---------- SUPPLIED DATA ----------

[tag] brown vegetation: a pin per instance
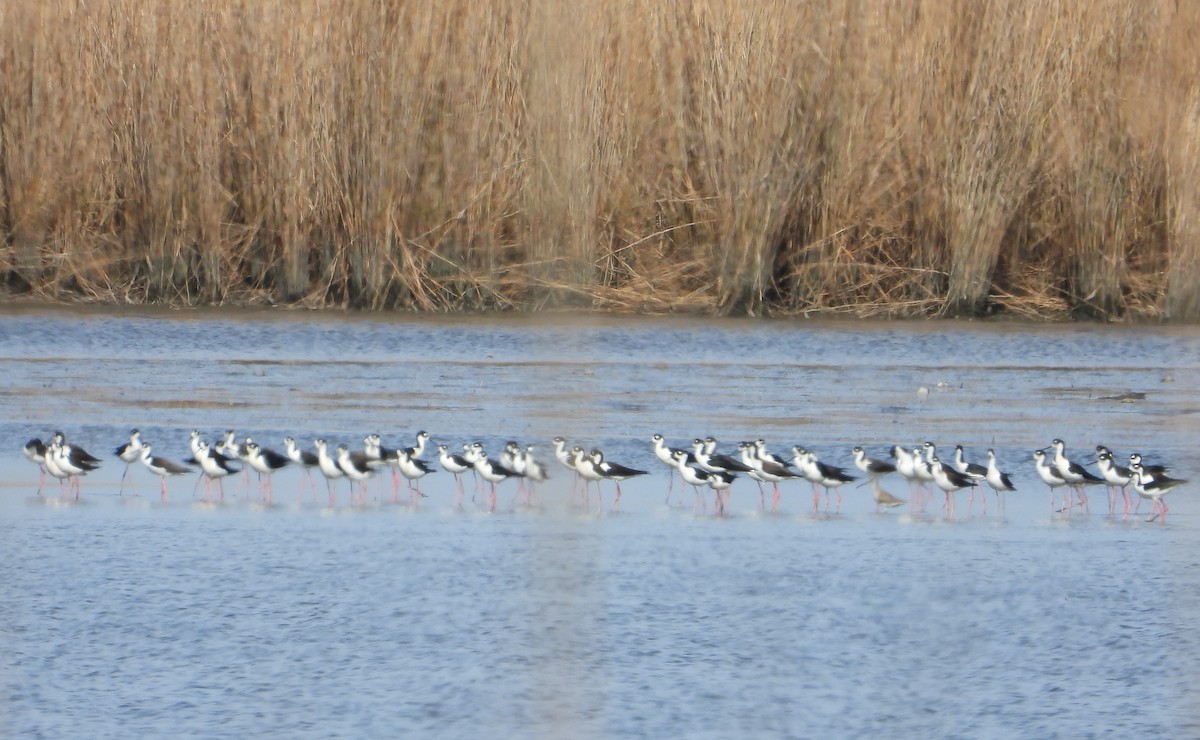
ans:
(873, 158)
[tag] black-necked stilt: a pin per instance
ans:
(975, 471)
(708, 458)
(871, 467)
(215, 467)
(357, 468)
(1117, 477)
(160, 465)
(765, 469)
(666, 456)
(329, 468)
(130, 452)
(1146, 469)
(693, 476)
(1155, 488)
(413, 470)
(455, 464)
(820, 474)
(615, 473)
(265, 463)
(35, 452)
(513, 457)
(49, 463)
(951, 481)
(906, 467)
(997, 481)
(585, 467)
(228, 446)
(1075, 475)
(493, 473)
(1048, 474)
(306, 459)
(72, 461)
(75, 452)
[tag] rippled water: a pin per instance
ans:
(124, 615)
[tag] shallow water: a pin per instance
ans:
(127, 615)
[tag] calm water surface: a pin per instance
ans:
(125, 615)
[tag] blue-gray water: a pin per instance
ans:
(124, 615)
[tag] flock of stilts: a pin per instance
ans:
(701, 467)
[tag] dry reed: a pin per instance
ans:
(870, 158)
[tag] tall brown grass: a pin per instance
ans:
(874, 158)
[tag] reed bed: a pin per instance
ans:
(843, 156)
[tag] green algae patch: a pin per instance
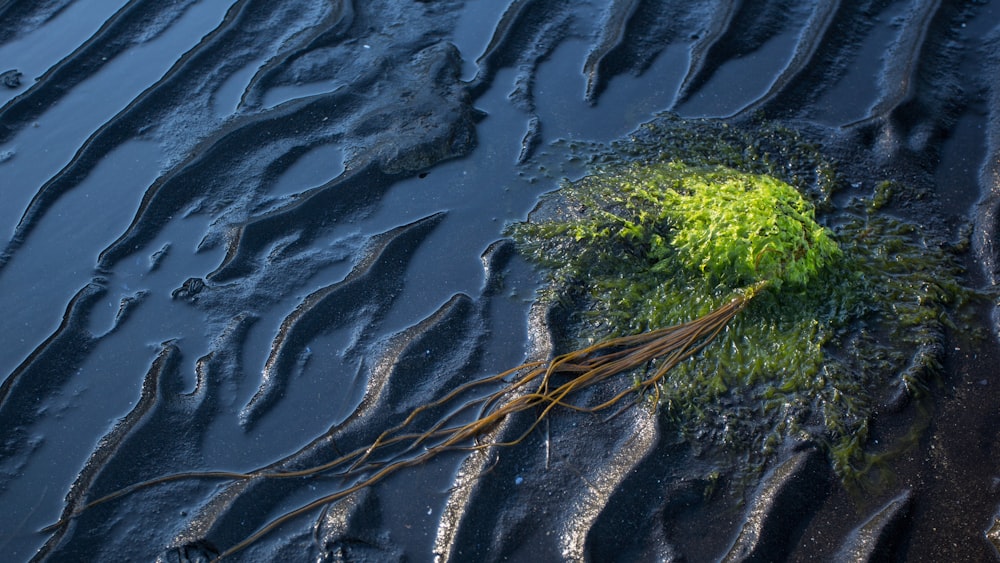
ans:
(847, 305)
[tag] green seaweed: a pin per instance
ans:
(658, 236)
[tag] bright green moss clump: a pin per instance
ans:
(734, 228)
(848, 311)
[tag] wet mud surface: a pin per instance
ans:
(243, 235)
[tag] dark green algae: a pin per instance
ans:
(809, 360)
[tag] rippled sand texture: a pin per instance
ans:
(255, 234)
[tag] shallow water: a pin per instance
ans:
(331, 176)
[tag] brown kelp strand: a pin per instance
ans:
(540, 386)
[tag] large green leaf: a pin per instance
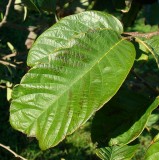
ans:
(58, 35)
(117, 152)
(153, 152)
(59, 95)
(122, 119)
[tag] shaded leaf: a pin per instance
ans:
(59, 95)
(46, 5)
(117, 152)
(58, 35)
(153, 45)
(153, 152)
(122, 119)
(152, 13)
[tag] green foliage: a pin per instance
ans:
(117, 152)
(46, 5)
(75, 80)
(62, 32)
(152, 152)
(87, 66)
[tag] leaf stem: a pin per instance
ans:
(137, 34)
(11, 151)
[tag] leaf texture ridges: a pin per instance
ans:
(58, 35)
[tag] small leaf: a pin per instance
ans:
(58, 35)
(117, 152)
(46, 5)
(122, 119)
(59, 95)
(153, 44)
(153, 152)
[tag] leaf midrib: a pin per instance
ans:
(77, 79)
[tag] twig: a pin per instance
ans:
(11, 151)
(6, 13)
(137, 34)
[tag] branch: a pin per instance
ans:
(6, 13)
(137, 34)
(15, 154)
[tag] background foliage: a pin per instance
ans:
(26, 21)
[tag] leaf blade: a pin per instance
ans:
(58, 35)
(72, 82)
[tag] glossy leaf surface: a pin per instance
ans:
(117, 152)
(58, 35)
(59, 95)
(153, 45)
(153, 152)
(122, 119)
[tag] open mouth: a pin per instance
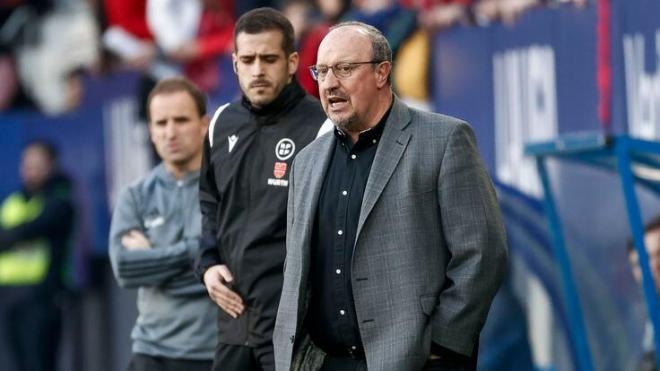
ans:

----------

### [SHORT TASK]
Lay out the listing as a Markdown table with the columns Row and Line, from the line with "[tag] leaf blade: a pin per instance" through the end of the listing, numbering each line and skipping blank lines. Leave the pictures out of the answer.

### [FINISHED ANSWER]
| Row | Line |
|---|---|
| 1 | [tag] leaf blade: a pin per instance |
| 2 | ans: |
| 3 | (58, 35) |
| 4 | (72, 82) |
| 5 | [tag] glossy leaf surface: a pin per instance |
| 6 | ans: |
| 7 | (117, 152) |
| 8 | (58, 35) |
| 9 | (59, 95) |
| 10 | (153, 45) |
| 11 | (153, 152) |
| 12 | (122, 119) |
| 13 | [tag] open mouth: a pin per instance |
| 14 | ans: |